[Stored data entries]
=== Begin Enclosure ===

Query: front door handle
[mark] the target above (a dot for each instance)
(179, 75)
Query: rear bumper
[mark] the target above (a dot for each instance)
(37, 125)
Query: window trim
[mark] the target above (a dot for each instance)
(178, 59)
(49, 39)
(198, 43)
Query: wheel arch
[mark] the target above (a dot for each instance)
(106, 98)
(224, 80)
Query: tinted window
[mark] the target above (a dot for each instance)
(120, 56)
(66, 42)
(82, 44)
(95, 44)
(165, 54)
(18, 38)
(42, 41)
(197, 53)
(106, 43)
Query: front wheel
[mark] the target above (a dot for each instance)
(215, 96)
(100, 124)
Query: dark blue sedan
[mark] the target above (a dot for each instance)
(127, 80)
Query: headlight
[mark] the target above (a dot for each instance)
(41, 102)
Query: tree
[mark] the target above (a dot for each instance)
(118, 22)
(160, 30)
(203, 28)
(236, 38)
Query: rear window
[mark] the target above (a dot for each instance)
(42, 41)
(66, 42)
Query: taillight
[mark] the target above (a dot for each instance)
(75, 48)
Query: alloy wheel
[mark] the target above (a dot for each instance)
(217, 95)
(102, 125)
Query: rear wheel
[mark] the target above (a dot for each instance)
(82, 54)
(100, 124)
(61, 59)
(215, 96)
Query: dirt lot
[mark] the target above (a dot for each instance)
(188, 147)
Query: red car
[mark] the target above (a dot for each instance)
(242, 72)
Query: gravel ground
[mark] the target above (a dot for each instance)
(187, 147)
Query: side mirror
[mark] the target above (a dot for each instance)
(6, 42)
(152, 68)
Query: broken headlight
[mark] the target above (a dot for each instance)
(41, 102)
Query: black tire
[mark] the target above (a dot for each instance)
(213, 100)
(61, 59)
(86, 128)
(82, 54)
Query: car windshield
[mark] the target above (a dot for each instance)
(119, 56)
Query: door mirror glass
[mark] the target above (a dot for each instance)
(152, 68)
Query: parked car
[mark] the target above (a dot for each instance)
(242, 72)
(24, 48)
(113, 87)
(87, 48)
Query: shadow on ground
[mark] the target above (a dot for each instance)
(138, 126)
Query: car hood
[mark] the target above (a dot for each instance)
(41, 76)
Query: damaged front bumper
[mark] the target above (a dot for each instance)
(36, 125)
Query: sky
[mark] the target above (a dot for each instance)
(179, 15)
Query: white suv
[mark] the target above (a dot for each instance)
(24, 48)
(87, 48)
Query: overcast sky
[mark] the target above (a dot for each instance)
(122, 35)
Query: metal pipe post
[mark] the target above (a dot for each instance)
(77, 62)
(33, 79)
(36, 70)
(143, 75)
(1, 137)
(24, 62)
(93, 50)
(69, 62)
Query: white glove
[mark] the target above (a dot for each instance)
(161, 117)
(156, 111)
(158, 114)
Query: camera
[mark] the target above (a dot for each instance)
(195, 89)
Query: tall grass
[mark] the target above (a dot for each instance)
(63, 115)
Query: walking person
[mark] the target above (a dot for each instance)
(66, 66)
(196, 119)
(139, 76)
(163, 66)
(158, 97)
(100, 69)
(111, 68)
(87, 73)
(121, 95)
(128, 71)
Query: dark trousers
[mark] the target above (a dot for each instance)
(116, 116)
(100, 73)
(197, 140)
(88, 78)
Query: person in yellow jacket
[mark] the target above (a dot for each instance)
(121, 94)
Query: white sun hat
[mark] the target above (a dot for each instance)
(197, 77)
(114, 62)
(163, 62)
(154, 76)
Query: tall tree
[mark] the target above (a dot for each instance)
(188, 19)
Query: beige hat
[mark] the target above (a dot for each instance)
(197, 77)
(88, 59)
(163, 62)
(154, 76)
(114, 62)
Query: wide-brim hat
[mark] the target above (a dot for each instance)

=== End Enclosure ===

*TASK REQUIREMENTS*. Within the records above, find every line holding the word "door" and give the total as a bare number.

*RESPONSE AREA*. 2